Information shown:

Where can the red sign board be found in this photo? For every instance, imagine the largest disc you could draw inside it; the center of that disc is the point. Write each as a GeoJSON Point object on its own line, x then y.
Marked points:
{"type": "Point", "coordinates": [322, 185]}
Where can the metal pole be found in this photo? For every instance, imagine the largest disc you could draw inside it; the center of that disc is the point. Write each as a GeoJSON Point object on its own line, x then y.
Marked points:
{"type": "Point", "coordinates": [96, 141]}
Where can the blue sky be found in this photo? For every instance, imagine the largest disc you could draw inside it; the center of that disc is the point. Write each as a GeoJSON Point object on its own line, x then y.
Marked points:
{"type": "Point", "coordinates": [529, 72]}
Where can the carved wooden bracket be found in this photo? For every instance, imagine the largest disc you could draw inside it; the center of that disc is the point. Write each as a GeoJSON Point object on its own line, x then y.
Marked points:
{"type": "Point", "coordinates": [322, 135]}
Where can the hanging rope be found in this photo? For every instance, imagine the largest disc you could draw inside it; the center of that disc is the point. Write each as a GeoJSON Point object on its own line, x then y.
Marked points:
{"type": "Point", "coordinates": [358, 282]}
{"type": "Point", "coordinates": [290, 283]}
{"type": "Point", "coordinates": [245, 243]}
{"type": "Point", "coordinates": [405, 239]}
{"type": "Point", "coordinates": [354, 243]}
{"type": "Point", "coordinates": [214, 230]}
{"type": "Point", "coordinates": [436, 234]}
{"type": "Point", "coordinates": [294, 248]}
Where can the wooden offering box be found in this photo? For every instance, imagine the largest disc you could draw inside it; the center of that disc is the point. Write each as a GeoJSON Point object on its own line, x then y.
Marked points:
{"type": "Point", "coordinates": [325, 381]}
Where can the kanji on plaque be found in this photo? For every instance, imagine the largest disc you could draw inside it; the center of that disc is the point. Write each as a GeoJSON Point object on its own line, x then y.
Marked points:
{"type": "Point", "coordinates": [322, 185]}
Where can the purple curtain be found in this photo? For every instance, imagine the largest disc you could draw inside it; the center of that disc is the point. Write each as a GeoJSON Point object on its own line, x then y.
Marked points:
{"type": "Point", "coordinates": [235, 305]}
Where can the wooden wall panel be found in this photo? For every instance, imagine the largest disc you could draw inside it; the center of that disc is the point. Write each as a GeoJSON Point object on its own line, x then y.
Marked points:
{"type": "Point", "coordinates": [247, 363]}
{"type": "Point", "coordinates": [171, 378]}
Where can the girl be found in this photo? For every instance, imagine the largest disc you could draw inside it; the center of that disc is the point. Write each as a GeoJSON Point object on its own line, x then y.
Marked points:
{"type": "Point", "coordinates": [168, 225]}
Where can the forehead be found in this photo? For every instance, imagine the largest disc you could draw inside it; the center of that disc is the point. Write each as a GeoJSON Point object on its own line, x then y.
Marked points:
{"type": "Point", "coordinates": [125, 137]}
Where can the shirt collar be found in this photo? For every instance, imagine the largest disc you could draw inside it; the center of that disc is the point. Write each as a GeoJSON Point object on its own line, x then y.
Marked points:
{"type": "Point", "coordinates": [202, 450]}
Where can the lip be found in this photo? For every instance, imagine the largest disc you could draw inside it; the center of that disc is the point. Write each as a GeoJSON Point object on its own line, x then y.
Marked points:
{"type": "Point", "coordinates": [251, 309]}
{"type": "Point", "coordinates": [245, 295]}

Instruction: Rewrite the listing from the line containing "Where can the wooden wall" through the end of the listing, inclusive, with every line kept in place and 126 added to each coordinate in the marked points.

Response to this exercise:
Where can the wooden wall panel be found in this photo? For every instance, imagine the largest disc you could draw inside it; the center of that disc is the point. Write each as a GeoJSON Point object on its own line, x then y.
Marked points:
{"type": "Point", "coordinates": [373, 489]}
{"type": "Point", "coordinates": [297, 504]}
Where can the girl be found in this photo? For every instance, imagine the largest disc you could draw inside it; the center of that disc is the point. Write each as a GeoJSON Point object on its own line, x then y.
Marked points:
{"type": "Point", "coordinates": [294, 351]}
Where can the forehead be found in this photo? For every instance, imagine the largest disc you could draw inside it; the center of that disc is the point. Write each as a GeoJSON Point object on its own line, x then y.
Marked points:
{"type": "Point", "coordinates": [251, 263]}
Where can the shirt collar be found in this photo? For every instance, imagine the largest disc you could draw inside it; the center of that disc is the point. Write each as a GeoJSON Point object on its own line, x then y.
Marked points:
{"type": "Point", "coordinates": [328, 576]}
Where can the lip be found in this photo? For every instance, imagine the largest disc you could draw inside it; the center of that disc is the point. Write each as a GeoJSON Point object on its own line, x then y.
Marked points:
{"type": "Point", "coordinates": [377, 435]}
{"type": "Point", "coordinates": [371, 421]}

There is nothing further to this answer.